Le roman du bidonville, quant à lui, poursuit sa carrière, non sans un certain essoufflement (Modikwe Dikobe, The Marabi Dance , 1973). En fait, de nouvelles questions assaillent les romanciers. Que peut faire une employée de bureau lorsqu’elle accède à la petite bourgeoisie; Parviendra-t-elle à conserver son intégrité morale; C’est le thème de Muriel at the Metropolitan (1979) de Muriel Tlali. Dans The Root is One (1979), Sipho Sepamla, à qui l’on doit également un recueil de poèmes sur Soweto, nous brosse le portrait d’un traître. La survie demeure le sujet obsédant des nouvelles de Mtutuzeli Matshoba (Call me not a Man , 1979). Un Africain peut-il rester un homme, au sens plein du terme, dans une société qui repose sur le racisme; L’histoire du théâtre doit beaucoup à l’œuvre considérable de Athol Fugard (Boesman and Lena , 1969; Tsotsi , 1980): il a été l’instigateur de nombreuses créations collectives avec des acteurs noirs. Une salle comme le Market Theatre à Johannesburg devient un laboratoire d’expérimentations multiples, fortement politisées, qui étendent leurs ramifications en direction des faubourgs noirs. En alliant textes, musiques, danses ou marionnettes, de nombreuses troupes menées par des auteurs-metteurs en scène fort talentueux (Gibson Kente, Too Late , 1981; Malcolm Purkey, Sophiatown , 1988) renouvellent des genres populaires qui puisent aussi dans une tradition orale (Credo Mutwa, uNosile mela , 1981). Au même instant, d’autres formes d’art (graffiti, peintures murales de quartier, jazz, photo, gravure, etc.) sont en plein épanouissement. Au Natal, un retour aux chants de louanges (Alfred Qabula, Mamba Black Rising , 1986) permet à des ouvriers de célébrer sur un ton épique la montée des luttes syndicales.

● ● ● ●

- Consigne A: Relevez dans l'extrait sur le roman, le théâtre et la poésie chaque œuvre datée de 1979, avec le nom de son auteur.
Les entrées n'ont aucun lien avec l'extrait.

- Données:
● ● ● ●

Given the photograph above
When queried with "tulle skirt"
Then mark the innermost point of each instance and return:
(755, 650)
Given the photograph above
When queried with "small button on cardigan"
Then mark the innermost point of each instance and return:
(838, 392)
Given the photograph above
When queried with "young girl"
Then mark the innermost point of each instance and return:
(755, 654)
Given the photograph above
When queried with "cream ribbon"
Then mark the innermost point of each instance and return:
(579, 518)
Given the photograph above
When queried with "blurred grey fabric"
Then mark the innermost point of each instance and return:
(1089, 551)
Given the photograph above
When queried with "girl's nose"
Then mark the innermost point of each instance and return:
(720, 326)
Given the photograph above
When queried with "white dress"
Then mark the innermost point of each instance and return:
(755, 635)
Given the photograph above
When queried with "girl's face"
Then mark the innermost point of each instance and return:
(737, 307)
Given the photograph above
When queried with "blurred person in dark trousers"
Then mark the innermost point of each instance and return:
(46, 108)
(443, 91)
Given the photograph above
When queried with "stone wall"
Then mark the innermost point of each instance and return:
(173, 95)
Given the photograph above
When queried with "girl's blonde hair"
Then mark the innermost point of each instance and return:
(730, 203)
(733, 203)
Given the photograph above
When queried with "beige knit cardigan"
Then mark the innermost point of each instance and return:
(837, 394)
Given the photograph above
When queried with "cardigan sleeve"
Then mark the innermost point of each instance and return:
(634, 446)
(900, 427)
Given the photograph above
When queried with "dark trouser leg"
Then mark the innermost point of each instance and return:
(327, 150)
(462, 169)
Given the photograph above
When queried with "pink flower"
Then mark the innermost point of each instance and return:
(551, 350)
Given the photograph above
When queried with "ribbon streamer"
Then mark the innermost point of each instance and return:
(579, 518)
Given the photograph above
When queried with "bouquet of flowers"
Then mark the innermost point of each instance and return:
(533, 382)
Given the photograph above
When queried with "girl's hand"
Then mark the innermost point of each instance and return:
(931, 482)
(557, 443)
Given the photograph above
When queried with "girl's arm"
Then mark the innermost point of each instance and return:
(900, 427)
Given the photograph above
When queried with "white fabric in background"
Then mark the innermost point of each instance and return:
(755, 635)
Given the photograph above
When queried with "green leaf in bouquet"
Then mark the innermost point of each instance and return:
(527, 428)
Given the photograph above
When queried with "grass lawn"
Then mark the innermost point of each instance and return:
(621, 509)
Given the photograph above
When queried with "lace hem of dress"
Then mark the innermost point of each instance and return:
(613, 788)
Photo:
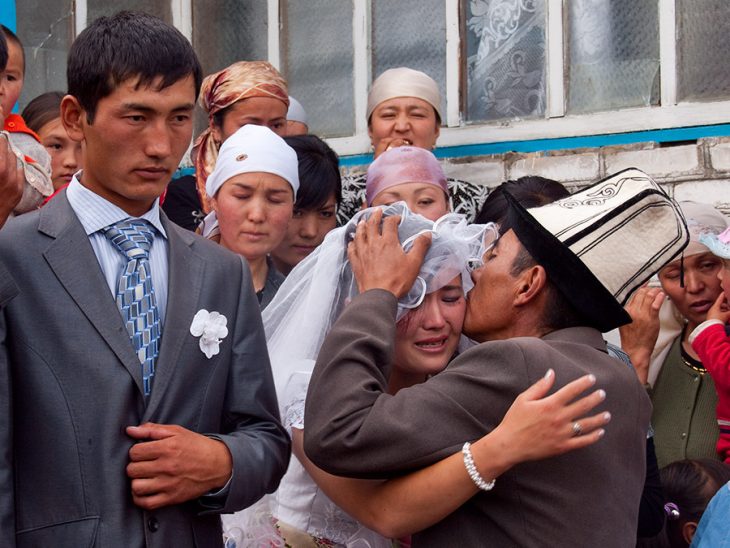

● ● ● ●

- Consigne B: Repérez chaque ligne des entrées qui contient le mot « bouquet », en respectant la casse, puis recopiez-la.

- Corrigé complet A:
- Muriel at the Metropolitan, de Muriel Tlali
- The Root is One, de Sipho Sepamla
- Call me not a Man, de Mtutuzeli Matshoba

- Corrigé complet B:
When queried with "bouquet of flowers"
When queried with "green leaf in bouquet"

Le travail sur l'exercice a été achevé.